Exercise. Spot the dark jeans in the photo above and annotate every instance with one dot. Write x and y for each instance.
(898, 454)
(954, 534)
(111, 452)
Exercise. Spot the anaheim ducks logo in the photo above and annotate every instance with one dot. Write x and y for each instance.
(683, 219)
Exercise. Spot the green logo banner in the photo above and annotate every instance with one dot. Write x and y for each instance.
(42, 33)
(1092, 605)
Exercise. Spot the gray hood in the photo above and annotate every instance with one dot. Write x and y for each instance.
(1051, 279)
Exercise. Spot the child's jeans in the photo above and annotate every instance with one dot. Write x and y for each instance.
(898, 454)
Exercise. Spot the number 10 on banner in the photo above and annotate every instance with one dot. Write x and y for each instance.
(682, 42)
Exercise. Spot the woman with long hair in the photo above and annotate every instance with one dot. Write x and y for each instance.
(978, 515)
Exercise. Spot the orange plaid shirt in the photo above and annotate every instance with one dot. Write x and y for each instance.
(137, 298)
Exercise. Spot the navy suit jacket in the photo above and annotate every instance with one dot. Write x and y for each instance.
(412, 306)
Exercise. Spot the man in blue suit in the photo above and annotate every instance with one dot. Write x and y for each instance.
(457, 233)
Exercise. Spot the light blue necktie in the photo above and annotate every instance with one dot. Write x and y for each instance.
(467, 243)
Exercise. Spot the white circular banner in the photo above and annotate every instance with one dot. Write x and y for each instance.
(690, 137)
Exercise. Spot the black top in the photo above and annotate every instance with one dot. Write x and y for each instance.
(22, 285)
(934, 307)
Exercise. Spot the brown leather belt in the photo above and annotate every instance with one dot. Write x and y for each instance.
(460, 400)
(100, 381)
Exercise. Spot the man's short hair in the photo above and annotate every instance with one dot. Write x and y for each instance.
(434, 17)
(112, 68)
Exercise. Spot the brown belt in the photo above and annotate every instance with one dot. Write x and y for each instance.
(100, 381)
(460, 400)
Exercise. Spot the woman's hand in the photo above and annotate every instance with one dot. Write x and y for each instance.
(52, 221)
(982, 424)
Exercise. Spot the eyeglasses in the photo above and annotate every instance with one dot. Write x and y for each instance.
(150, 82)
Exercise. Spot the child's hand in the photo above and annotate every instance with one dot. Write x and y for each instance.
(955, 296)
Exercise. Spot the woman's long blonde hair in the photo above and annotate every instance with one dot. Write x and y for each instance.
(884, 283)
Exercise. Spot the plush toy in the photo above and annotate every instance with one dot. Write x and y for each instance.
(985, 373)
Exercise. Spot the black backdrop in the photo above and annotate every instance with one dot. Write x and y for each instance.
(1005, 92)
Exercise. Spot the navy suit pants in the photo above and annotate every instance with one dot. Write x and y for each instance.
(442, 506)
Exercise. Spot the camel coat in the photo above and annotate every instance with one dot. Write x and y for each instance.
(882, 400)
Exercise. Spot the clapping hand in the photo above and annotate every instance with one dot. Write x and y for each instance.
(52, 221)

::::

*DIRECTIONS*:
The line containing "Exercise. Spot the light" and every line after it, through the end of the records, should be repeated exactly and alone.

*SOLUTION TO THIS TASK*:
Exercise. Spot the light blue necktie in the photo above and annotate every instance with one dot. Write x and y for each instance.
(467, 243)
Exercise. Spot the white circular banner in the photo above and annotate every instance with one dot. Write x and y for each instance.
(690, 137)
Exercise. Spot the black top in the photo above and annotate every instance with one dot. Write x and y for each instance.
(22, 285)
(934, 307)
Exercise. Spot the brown leather belt in the photo above and annotate every instance with one dot. Write x and y for each instance.
(460, 400)
(100, 381)
Exercise. Spot the man's short hair in the photo above and annotate every instance with one dot. Write x and y for each instance.
(434, 17)
(112, 68)
Exercise. Spot the brown belt in the photo above and annotate every instance with one dot. Write x and y for each instance.
(100, 381)
(460, 400)
Exercise. Spot the woman's hand in the photo above and annotate every instance with one dot. Write x and y for each instance.
(52, 221)
(982, 424)
Exercise. Spot the eyeglasses in the photo above and annotate every instance with one dot. Write x and y for each instance.
(150, 82)
Exercise. Spot the child's hand in the photo above and annotate every instance with one dot. Write x and y for each instance.
(955, 296)
Exercise. Spot the woman's long blonde hair in the photo above and annotate every instance with one dot. Write x and y for each instance.
(884, 283)
Exercise. Spot the plush toy in the photo above and annotate every instance with one dot. Write x and y for each instance.
(985, 373)
Exercise. Spot the black backdrop in the photo above and annotate every instance with one dot. Write x and y for each instance.
(1005, 92)
Exercise. Spot the navy suit pants in the photo above and annotate every instance with one dot. Write x and y for each instance.
(442, 506)
Exercise. Spot the camel coat in the photo above and annotate every instance with one dot. Write x and y for each instance.
(882, 400)
Exercise. Spot the clapping hand in the photo above and annotate every instance with one dot. Write x and y for each instance.
(52, 221)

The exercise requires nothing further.